[START OF Input records]

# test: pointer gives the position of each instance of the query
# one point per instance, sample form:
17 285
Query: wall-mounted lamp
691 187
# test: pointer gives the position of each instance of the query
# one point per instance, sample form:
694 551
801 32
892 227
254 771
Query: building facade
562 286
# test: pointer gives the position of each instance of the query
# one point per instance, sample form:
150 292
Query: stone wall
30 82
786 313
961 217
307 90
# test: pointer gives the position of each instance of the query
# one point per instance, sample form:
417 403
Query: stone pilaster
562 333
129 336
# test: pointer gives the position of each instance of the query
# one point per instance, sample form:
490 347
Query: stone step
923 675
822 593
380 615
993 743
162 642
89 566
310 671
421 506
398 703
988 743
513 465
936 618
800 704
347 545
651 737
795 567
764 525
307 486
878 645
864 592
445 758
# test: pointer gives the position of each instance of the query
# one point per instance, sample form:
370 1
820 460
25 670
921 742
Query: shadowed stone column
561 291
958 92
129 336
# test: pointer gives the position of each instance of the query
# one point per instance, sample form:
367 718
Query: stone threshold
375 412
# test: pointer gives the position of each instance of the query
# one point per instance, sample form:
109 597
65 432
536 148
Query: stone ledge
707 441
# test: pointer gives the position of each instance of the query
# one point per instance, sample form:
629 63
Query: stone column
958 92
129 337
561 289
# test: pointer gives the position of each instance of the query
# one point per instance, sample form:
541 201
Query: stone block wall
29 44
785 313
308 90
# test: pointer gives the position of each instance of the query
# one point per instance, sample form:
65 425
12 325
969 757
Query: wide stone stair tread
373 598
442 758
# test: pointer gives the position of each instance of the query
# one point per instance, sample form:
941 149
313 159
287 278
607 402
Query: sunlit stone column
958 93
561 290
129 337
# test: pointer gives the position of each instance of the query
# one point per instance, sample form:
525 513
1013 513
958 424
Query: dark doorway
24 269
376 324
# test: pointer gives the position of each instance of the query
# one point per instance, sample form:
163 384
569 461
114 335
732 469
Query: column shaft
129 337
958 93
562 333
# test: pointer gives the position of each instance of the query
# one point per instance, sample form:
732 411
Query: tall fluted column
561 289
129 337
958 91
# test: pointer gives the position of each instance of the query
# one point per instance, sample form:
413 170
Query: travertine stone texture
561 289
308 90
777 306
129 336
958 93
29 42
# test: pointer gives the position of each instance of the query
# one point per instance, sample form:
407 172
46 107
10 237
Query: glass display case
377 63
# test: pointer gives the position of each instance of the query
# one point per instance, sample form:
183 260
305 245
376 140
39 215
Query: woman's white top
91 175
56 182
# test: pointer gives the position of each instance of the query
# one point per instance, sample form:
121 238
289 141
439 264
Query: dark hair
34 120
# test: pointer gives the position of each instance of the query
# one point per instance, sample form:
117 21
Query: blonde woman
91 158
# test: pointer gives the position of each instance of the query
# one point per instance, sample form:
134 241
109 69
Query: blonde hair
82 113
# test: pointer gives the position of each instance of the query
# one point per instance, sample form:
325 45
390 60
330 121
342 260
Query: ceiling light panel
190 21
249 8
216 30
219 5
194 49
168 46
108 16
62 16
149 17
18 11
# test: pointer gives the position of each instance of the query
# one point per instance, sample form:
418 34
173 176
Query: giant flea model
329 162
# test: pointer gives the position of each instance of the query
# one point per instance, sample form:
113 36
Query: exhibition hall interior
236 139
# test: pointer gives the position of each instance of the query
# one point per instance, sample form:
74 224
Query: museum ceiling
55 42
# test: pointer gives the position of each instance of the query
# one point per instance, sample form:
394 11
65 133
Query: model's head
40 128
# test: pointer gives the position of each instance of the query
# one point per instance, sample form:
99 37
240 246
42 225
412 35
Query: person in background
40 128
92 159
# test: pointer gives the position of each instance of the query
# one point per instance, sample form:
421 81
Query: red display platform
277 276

[END OF Input records]

▶ **The exercise**
Extract, word for word, each line of the listing above.

▶ **Complete output**
# test: pointer gives the position of each instance of the query
# one point per instance, sample form:
17 285
Query: wall-mounted lamp
691 187
# test: pointer gives the position of each instance of the query
# one point per instance, sample form:
694 551
801 32
892 227
254 771
Query: building facade
562 286
# test: pointer gives the position of each instance of the query
# one point per instance, sample form:
150 292
Query: stone wall
30 82
786 313
961 217
307 90
# test: pointer gives the position of each instance of the query
# one point per instance, sample form:
417 403
Query: stone pilaster
562 333
129 336
# test: pointer gives the position of each instance of the query
# one point per instance, sample form:
490 347
Query: stone step
923 675
822 593
380 615
993 743
162 642
89 566
310 671
421 506
398 703
988 743
513 465
936 618
800 704
347 545
651 737
795 567
764 525
307 486
878 645
864 592
445 758
# test: pointer gives the position of each instance of the query
# one point per instance, sample form:
370 1
820 460
25 670
921 742
Query: shadowed stone column
561 291
958 92
129 336
# test: pointer gives the position of each instance of the query
# one point per instance, sample form:
367 718
Query: stone threshold
375 412
# test: pointer gives the position of each instance of the query
# one point per instance, sample form:
109 597
65 432
536 148
Query: stone ledge
707 441
# test: pointer gives the position of each instance of the query
# one point per instance, sample form:
629 63
Query: stone column
958 92
129 337
561 289
# test: pointer gives the position of each instance of the query
# one point per instance, sample form:
541 201
Query: stone block wall
29 44
785 313
308 90
# test: pointer gives the position of each instance of the query
# one point per instance, sample form:
65 425
12 325
969 757
Query: wide stone stair tread
373 598
442 758
# test: pointer gives the position of each instance of the query
# one point per instance, sample form:
941 149
313 159
287 278
607 402
Query: sunlit stone column
958 93
561 290
129 337
# test: pointer gives the position of each instance of the query
# one point per instance, sample form:
525 513
1013 513
958 424
Query: dark doorway
24 269
376 324
# test: pointer gives the position of each instance of the query
# one point per instance, sample form:
163 384
569 461
114 335
732 469
Query: column shaft
129 337
958 93
562 333
# test: pointer gives the position of each instance of the query
# one point per instance, sample form:
732 411
Query: tall fluted column
561 289
129 337
958 91
# test: pointer gives the position of each instance of the query
# one point per instance, sample form:
413 170
Query: travertine stone texture
561 289
308 90
777 306
129 336
958 93
29 42
# test: pointer gives the position of each instance of the query
# one point per instance, sample form:
407 172
46 107
10 237
Query: glass display case
377 63
# test: pointer gives the position of each instance of the query
# one point per instance, sample form:
183 260
305 245
376 140
39 215
Query: woman's white top
91 175
56 182
# test: pointer gives the position of each instance of the query
# one point per instance, sample form:
121 238
289 141
439 264
Query: dark hair
34 120
# test: pointer gives the position of each instance of the query
# one point per instance, sample form:
117 21
Query: blonde woman
91 158
# test: pointer gives the position of each instance of the query
# one point per instance, sample form:
134 241
109 69
Query: blonde hair
82 113
# test: pointer gives the position of each instance of the query
# one point per instance, sample form:
325 45
390 60
330 121
342 260
Query: ceiling light panel
190 21
249 8
216 30
219 5
194 49
168 46
108 16
62 16
149 17
18 11
# test: pointer gives the position of each instance of the query
# one point per instance, sample form:
418 34
173 176
Query: giant flea model
329 162
# test: pointer gives the position of each instance of the query
# one point per instance, sample form:
113 36
Query: exhibition hall interior
236 139
# test: pointer gives the position of each instance of the query
# one point per instance, sample form:
74 224
Query: museum ceiling
55 42
# test: pointer gives the position of each instance of the query
# one point per instance, sample form:
394 11
65 133
Query: model's head
40 128
# test: pointer gives the position of each instance of the query
# one point per instance, sample form:
99 37
240 246
42 225
412 35
Query: person in background
40 128
92 159
# test: pointer gives the position of each instance of the query
# one point per instance, sample form:
421 81
Query: red display platform
277 276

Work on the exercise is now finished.